- _Exercise requirements_: Print the complete listing so that it matches the original exactly.
Start of Records shown
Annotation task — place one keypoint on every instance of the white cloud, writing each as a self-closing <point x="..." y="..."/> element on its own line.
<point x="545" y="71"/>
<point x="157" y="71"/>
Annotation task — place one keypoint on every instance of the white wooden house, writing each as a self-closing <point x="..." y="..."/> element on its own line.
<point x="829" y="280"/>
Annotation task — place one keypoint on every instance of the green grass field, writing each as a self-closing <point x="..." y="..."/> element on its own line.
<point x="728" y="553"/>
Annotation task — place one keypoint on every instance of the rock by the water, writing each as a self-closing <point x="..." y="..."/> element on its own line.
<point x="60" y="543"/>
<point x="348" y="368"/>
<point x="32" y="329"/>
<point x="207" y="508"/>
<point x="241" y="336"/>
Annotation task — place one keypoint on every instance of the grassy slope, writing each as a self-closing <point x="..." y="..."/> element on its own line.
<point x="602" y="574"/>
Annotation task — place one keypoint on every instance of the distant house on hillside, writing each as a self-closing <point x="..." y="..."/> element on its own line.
End of Records shown
- _The completed task_:
Annotation task — place one keypoint on every instance of the white cloud, writing each as a self-closing <point x="..." y="..."/> element on its own line.
<point x="545" y="71"/>
<point x="157" y="71"/>
Annotation task — place one keypoint on every instance of the white wooden house, writing each as a self-closing <point x="..." y="..."/> element on its own line.
<point x="829" y="280"/>
Annotation task — place one keypoint on every instance of the green grass field, writing each as a self-closing <point x="..." y="..."/> element on its own line.
<point x="728" y="553"/>
Annotation task — place one keypoint on every instance of the rock by the water, writing each as a self-closing <point x="..." y="..."/> element on its own line.
<point x="60" y="543"/>
<point x="348" y="368"/>
<point x="32" y="329"/>
<point x="207" y="508"/>
<point x="241" y="336"/>
Annotation task — place one keypoint on every instance of the grassy slope, writing each as a self-closing <point x="..." y="..."/> element on its own line.
<point x="602" y="574"/>
Annotation task — place one keypoint on every instance of the distant house on hillside, writing each as a self-closing <point x="..." y="..."/> element on its own line.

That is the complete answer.